Take the entries that follow and write them out again, word for word.

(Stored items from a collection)
------------------------------------------------------------------------
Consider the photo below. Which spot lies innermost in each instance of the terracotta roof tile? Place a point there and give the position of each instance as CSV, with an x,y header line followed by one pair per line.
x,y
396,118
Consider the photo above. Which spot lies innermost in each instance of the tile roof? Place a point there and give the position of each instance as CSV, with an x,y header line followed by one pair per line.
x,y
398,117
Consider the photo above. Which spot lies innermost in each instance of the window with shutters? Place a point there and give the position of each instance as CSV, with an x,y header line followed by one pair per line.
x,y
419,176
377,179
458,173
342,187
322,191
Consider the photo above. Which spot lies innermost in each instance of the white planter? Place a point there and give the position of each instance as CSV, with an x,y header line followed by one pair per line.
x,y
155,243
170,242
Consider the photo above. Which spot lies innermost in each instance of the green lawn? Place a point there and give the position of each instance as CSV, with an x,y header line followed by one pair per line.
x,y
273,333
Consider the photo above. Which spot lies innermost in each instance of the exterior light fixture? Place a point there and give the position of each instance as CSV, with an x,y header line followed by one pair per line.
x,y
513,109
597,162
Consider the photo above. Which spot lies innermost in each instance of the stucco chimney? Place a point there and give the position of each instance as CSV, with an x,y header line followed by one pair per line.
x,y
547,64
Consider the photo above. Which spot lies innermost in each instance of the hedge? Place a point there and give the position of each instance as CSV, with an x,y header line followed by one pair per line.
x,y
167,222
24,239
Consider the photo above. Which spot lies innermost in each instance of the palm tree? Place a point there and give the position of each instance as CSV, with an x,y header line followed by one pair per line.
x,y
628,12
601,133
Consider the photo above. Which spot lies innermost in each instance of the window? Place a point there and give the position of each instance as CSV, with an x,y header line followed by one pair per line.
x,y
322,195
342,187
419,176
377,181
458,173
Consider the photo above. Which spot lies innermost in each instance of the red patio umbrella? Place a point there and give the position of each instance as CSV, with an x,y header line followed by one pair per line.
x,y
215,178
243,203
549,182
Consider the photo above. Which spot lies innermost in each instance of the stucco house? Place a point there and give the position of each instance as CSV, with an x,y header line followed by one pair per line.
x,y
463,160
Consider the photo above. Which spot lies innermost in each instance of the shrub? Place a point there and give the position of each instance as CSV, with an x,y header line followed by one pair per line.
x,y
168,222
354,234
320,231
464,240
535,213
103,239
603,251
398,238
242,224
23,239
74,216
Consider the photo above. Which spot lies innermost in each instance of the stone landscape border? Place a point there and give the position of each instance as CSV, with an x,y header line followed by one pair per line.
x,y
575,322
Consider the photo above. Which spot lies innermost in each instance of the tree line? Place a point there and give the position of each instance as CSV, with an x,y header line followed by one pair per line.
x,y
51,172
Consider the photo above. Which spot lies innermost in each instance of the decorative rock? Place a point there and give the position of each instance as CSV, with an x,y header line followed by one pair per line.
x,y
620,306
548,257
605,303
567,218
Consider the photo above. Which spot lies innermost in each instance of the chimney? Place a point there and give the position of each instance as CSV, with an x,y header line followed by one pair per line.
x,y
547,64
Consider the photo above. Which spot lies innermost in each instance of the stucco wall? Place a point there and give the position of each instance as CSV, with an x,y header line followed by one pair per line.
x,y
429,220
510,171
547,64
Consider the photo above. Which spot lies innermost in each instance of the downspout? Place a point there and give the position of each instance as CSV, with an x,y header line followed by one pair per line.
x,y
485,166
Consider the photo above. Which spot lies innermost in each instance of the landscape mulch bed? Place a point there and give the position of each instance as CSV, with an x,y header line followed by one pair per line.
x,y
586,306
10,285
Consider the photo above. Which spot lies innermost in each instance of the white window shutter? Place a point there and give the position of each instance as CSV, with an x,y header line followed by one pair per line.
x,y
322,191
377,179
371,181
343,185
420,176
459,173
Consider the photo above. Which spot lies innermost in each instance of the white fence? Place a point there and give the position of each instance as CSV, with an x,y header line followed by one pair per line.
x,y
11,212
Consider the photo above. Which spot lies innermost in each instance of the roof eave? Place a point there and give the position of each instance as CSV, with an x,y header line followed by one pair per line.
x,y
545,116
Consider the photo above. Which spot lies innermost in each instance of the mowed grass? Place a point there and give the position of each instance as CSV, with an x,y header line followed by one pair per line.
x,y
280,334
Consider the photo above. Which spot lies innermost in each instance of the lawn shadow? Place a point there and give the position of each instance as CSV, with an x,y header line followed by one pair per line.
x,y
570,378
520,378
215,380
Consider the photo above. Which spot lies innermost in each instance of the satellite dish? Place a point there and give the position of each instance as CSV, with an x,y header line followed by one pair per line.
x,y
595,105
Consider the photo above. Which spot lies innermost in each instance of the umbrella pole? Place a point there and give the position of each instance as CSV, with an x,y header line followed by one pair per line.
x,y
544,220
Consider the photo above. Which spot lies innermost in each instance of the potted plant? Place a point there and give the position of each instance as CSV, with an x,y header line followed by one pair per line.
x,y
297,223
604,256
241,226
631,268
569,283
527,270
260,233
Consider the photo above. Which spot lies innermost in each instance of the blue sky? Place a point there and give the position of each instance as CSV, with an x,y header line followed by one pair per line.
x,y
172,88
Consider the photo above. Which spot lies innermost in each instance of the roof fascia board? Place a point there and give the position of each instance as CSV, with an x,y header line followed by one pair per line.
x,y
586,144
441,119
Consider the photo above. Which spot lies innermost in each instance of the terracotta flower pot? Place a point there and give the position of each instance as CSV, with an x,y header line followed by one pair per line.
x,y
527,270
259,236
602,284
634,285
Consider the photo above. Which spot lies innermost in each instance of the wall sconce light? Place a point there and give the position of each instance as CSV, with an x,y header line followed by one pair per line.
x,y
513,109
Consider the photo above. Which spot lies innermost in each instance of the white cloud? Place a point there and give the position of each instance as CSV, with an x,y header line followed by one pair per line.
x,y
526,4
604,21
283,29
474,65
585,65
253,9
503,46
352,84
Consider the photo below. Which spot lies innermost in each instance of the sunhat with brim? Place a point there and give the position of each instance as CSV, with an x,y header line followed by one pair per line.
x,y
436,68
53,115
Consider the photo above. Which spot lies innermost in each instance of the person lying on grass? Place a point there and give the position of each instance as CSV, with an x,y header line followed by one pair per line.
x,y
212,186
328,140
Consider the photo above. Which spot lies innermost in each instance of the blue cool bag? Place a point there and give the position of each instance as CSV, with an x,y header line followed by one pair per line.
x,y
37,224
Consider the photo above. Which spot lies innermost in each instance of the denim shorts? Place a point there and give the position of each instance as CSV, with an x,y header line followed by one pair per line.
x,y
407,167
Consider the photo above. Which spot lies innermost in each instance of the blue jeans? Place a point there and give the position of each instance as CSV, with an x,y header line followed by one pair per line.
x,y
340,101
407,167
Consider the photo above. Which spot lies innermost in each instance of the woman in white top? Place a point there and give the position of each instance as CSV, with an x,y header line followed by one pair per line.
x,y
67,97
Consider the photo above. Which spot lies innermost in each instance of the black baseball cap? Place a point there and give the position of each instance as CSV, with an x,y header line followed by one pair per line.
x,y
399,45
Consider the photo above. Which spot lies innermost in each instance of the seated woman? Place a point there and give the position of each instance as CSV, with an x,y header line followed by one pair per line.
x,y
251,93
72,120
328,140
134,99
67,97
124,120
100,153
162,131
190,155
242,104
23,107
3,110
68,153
------------------------------------------------------------------------
**RESULT OF THE EXERCISE**
Consider the photo below. Which spot lies innermost in each instance of the terracotta roof tile? Place a point there and give the position of each instance as CSV, with an x,y header line followed by one pair per line.
x,y
396,118
Consider the photo above. Which spot lies innermost in each instance of the tile roof? Place a point there and give the position of each instance as CSV, with an x,y header line followed by one pair per line.
x,y
398,117
Consider the photo above. Which spot lies innermost in each instance of the window with shutters? Place a point there and give the position of each instance as CSV, with an x,y header line followed by one pair per line.
x,y
419,176
377,179
458,173
342,187
322,191
Consider the photo above. Which spot lies innermost in each instance of the white planter? Place a point there and give the position of each instance as CSV, with an x,y header line followed by one pair per line.
x,y
155,243
170,242
Consider the photo above. Which spot lies innermost in each instance of the green lawn? Place a point there and give the position of each instance as CSV, with an x,y header line followed by one pair per line.
x,y
273,333
Consider the photo above. Which spot lies innermost in each instance of the exterior light fixture? Place a point there and give the position of each instance as CSV, with an x,y header line followed by one pair per line.
x,y
513,109
597,162
Consider the photo above. Which spot lies innermost in each instance of the stucco chimney? Place a point there and give the position of each instance as CSV, with an x,y header line followed by one pair per line.
x,y
547,64
Consider the photo above. Which spot lies innermost in each instance of the hedge? Place a point there and give the position of each instance as CSV, with an x,y header line followed by one pair per line.
x,y
167,222
24,239
Consider the photo above. Which spot lies innermost in each instance of the palm tree? Place a point there and give the position of each instance as CSV, with an x,y header line followed by one pair per line.
x,y
628,12
601,133
Consider the photo above. Which spot lies innermost in each instance of the window? Place a point there and give the position of each instance as CSV, with an x,y header line followed by one pair per line.
x,y
322,195
342,187
419,176
377,181
458,173
Consider the photo above. Which spot lies innermost in each instance of the red patio umbrella? Place a point there and give the position of each instance as CSV, with an x,y header line followed by one pair per line.
x,y
215,178
243,203
549,182
Consider the photo above. Which spot lies innermost in each instance of the stucco house? Place a point there and give the position of each instance as CSV, with an x,y header line followed by one pair per line.
x,y
463,160
Consider the photo above. Which spot lies innermost in each instance of the shrub? Place a point there and give the position of each instance as CSV, with an x,y header line followed by one pair per line.
x,y
168,222
354,234
320,231
464,240
535,213
103,239
603,251
398,238
242,224
23,239
74,216
Consider the photo above. Which spot lies innermost in each instance of the stone landscape border? Place a point there and give the position of each instance as CSV, with an x,y header line followed by one pair per line.
x,y
575,322
Consider the photo above. Which spot lies innermost in each instance of the tree line? Place a point there and give the position of each instance as CSV, with an x,y header line followed by one pair per line.
x,y
51,172
Consider the photo above. Which spot lies innermost in each instance of the decorative rock? Place a point there and give the position of each instance as CSV, with an x,y header line followed by one pair per line.
x,y
620,306
548,257
605,303
567,218
Consider the photo above. Which spot lies innermost in each instance of the chimney? Place a point there and give the position of each instance as CSV, with an x,y header line followed by one pair per line.
x,y
547,64
Consider the photo above. Which spot lies innermost in each instance of the stucco wall? Place a point there and give the position of each instance as CSV, with an x,y header line followed by one pair per line.
x,y
429,220
510,171
547,64
Consider the photo above. Which spot lies innermost in each instance of the downspout? Place a point there and give the position of each instance as CSV, with an x,y header line followed by one pair per line.
x,y
485,166
Consider the photo above. Which spot lies innermost in each instance of the landscape mulch bed? Place a point there and give the position of each instance as CSV, with an x,y header line followed by one pair per line.
x,y
586,306
10,285
Consider the photo above. Which spot lies innermost in each instance of the white window shutter? Place a point there and give the position of each instance as CSV, with an x,y header line followed by one pair per line.
x,y
322,191
377,179
371,181
343,185
420,176
459,173
Consider the photo above. Which spot lies innermost in each instance of the white fence? Place a point there and give the position of each instance as CSV, with an x,y header line followed by one pair per line.
x,y
11,212
Consider the photo above. Which spot lies innermost in each instance of the roof eave? Place a point there and give the position of each instance as CSV, with an x,y header line followed by one pair per line.
x,y
545,116
Consider the photo above. Which spot lies innermost in each instance of the mowed grass? Place a point there and give the position of each instance as CSV, with an x,y header line followed by one pair per line.
x,y
280,334
Consider the photo above. Which spot lies innermost in each instance of the lawn shadow? Place a point there and give the position of each instance as CSV, with an x,y header line followed by one pair per line.
x,y
570,378
520,378
215,380
Consider the photo above. Which spot lies innermost in each instance of the satellite dish? Place a point there and give the position of each instance as CSV, with an x,y header line followed by one pair per line.
x,y
595,105
Consider the photo above. Which spot lies innermost in each instance of the umbrella pole? Place a point there and give the position of each instance as CSV, with an x,y header line followed by one pair per line.
x,y
544,220
Consider the photo above. Which spot lies innermost in each instance of the potted plant? Place a point there and give the position of each instance as CSV, with an x,y header line followed by one pair per line.
x,y
297,223
604,256
241,226
631,268
569,283
527,270
260,233
Consider the photo above. Which spot lies innermost in each instance of the blue sky? Place a point there and give the position of each instance as CSV, with an x,y header line followed by one pair per line.
x,y
172,88
Consider the photo above. Which spot lies innermost in each instance of the roof fascia board? Place a point there and give the position of each instance as CSV, with an x,y header line followed by one pair per line.
x,y
586,144
441,119
Consider the photo above. Which spot lies innermost in each instance of the terracotta flower pot? Place a point there and give the position of each instance as CSV, with an x,y header line followed by one pair per line.
x,y
527,270
259,236
602,284
634,285
Consider the photo above. Which spot lies innermost in each instance of the wall sconce light? Place a point there and give the position of each instance as CSV, with an x,y header line followed by one pair per line.
x,y
513,109
Consider the photo above. Which spot lies innermost in each instance of the white cloud? Place a point there and give the position of each instance as CSV, with an x,y header line followed by one pair per line.
x,y
526,4
604,21
283,29
474,65
585,65
253,9
503,46
352,84
Consider the photo below. Which spot lies innermost in each instance of the sunhat with brim? Place a point there and give the position of each instance as CSV, with an x,y header line followed by one pair per line.
x,y
436,68
53,115
Consider the photo above. Which spot lies innermost in each instance of the person lying on grass? Place a point there and give the position of each instance as CSV, with an x,y header line followed by one pair per line.
x,y
212,186
328,140
Consider the photo above. Which spot lies innermost in each instance of the blue cool bag? Place a point there and give the position of each instance as CSV, with an x,y header line followed by one pair per line.
x,y
37,224
Consider the photo above. Which spot lies innermost in each instance of the denim shorts? Place a point there and give the position of each instance as CSV, with an x,y header line followed by one pair per line.
x,y
407,167
Consider the photo above. Which spot lies innermost in each instance of the blue jeans? Place a point there and give the position of each instance as CSV, with an x,y header line followed by one pair per line.
x,y
340,101
407,167
Consider the photo above. Which spot lies innermost in each instance of the woman in white top? Place a point there and give the position of each instance as CSV, with an x,y header line followed by one pair per line.
x,y
67,97
Consider the photo above. Which spot lies innermost in each instance of the black baseball cap? Place a point there and give the position of each instance as CSV, with an x,y header line followed by one pair per line.
x,y
399,45
Consider the photo above. Which spot lies innermost in each instance of the seated woman? Place a point there and give the position of each instance as CSV, with an x,y header line followed by one pair per line.
x,y
251,93
72,120
328,140
134,99
67,97
124,120
100,153
162,131
190,155
242,104
23,107
3,110
68,153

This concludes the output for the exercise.